▶ WRITTEN TASK: Pick out and copy every line in the data below that contains the word "tower". Matching is case-sensitive.

>>>>>

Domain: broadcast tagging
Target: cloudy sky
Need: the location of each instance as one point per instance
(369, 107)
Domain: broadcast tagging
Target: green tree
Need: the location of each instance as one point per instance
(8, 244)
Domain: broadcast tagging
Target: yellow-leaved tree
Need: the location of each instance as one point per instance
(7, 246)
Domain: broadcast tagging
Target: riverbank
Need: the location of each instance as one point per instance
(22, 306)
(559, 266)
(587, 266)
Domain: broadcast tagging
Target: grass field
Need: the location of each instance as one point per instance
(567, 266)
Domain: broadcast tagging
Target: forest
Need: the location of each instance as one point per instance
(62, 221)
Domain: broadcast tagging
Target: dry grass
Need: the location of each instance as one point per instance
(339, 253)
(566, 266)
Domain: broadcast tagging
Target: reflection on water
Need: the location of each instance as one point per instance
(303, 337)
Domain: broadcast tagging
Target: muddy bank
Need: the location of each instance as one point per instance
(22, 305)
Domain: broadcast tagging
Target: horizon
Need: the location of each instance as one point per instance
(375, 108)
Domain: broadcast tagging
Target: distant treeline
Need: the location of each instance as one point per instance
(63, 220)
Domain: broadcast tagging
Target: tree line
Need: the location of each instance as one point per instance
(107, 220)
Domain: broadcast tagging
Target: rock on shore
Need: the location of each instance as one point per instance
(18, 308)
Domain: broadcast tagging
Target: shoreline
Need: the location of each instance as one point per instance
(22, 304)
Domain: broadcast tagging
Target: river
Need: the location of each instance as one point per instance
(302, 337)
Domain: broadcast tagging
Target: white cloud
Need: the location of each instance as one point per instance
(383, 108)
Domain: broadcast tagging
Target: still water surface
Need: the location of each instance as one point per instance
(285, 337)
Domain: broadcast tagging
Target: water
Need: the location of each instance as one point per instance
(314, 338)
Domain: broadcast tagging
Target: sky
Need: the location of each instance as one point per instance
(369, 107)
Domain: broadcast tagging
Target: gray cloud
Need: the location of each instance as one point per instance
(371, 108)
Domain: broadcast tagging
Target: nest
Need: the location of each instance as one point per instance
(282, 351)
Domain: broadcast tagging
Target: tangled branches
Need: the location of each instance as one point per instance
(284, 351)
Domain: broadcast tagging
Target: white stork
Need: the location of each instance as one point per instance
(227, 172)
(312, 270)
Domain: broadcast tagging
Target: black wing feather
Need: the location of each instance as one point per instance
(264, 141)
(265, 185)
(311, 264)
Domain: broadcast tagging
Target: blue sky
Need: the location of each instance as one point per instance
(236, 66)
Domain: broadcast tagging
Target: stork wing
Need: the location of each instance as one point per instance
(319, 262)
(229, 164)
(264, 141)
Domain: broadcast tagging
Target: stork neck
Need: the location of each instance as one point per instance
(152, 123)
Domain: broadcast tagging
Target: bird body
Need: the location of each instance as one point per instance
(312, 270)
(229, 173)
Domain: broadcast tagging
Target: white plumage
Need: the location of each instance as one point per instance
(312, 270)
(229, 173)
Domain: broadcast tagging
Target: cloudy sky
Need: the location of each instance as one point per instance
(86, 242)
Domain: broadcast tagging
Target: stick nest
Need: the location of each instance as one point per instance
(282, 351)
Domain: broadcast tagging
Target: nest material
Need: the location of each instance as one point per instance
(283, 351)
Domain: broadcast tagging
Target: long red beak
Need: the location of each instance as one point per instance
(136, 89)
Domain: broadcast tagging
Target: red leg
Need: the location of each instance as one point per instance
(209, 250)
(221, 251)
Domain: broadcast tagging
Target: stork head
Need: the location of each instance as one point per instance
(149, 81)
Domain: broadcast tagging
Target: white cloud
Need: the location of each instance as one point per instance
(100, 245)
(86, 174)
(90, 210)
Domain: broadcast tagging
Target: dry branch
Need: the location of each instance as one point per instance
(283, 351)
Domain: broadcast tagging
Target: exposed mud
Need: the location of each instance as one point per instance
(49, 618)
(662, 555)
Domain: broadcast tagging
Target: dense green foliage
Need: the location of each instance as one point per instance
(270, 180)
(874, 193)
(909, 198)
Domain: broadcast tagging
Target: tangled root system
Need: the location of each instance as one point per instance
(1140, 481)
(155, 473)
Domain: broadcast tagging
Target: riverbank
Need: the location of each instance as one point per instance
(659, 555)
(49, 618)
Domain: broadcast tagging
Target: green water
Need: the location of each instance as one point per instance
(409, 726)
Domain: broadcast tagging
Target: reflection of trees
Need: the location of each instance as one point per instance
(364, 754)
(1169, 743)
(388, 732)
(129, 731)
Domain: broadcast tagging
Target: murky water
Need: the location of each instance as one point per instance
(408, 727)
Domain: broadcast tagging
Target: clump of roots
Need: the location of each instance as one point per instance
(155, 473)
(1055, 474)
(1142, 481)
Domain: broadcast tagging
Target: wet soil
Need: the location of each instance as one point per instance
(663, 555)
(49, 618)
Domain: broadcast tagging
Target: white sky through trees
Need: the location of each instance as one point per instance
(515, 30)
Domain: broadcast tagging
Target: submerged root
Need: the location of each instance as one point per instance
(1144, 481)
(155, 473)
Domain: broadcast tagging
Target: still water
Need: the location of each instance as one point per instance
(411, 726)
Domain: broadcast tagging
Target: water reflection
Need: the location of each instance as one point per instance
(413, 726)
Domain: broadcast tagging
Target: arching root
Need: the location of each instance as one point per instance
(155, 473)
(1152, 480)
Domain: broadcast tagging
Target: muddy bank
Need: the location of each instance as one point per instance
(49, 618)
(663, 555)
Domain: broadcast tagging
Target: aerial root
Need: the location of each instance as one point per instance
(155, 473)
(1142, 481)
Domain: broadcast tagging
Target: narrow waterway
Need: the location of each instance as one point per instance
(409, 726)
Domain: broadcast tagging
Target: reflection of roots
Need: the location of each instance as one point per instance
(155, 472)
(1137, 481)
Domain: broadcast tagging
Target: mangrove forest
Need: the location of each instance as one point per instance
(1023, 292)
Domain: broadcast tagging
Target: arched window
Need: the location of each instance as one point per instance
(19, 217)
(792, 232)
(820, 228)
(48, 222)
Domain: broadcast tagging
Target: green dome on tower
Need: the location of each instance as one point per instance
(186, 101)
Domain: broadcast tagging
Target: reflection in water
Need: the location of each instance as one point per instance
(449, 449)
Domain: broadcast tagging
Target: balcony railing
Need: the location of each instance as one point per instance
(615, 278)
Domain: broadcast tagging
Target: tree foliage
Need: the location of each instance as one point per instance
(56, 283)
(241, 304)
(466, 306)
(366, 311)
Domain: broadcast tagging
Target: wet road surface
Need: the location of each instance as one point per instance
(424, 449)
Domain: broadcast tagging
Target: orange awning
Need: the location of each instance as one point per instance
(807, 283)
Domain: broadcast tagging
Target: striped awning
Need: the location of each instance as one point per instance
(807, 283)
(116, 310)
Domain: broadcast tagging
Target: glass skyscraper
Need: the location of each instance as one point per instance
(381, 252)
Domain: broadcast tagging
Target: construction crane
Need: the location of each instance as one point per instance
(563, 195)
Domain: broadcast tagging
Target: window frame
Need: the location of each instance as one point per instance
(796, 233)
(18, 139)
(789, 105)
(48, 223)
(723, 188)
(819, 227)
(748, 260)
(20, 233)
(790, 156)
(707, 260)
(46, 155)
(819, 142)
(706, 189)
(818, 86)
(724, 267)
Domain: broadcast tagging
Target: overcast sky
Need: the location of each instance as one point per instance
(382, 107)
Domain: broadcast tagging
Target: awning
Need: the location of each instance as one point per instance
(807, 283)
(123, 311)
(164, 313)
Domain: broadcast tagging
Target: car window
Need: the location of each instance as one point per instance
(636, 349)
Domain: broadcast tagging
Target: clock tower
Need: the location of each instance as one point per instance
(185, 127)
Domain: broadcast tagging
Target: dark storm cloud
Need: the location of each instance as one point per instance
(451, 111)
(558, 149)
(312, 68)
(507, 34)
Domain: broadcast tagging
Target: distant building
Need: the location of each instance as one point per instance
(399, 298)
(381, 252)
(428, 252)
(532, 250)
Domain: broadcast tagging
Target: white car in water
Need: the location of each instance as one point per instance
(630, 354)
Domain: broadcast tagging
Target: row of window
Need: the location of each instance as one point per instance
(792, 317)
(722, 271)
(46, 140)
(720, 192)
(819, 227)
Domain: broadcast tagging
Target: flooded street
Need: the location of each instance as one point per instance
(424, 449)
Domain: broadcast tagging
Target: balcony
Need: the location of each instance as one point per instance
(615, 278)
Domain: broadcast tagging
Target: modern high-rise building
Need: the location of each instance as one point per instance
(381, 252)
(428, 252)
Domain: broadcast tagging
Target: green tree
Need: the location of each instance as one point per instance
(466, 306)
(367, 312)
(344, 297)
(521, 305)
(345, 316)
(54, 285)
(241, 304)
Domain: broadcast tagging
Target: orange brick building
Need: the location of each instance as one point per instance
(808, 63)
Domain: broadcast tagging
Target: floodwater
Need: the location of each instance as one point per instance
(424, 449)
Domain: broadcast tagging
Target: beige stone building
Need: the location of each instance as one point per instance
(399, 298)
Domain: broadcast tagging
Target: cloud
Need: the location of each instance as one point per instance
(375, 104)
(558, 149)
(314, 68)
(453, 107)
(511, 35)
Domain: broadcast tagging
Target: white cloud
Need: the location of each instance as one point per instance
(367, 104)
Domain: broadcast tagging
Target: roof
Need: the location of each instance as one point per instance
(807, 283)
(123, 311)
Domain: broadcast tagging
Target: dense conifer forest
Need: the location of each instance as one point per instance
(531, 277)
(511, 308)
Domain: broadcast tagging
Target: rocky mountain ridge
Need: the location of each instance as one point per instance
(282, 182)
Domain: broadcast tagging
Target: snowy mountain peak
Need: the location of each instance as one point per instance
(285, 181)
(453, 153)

<<<<<

▶ REPLY:
Target: green dome on tower
Target: clock tower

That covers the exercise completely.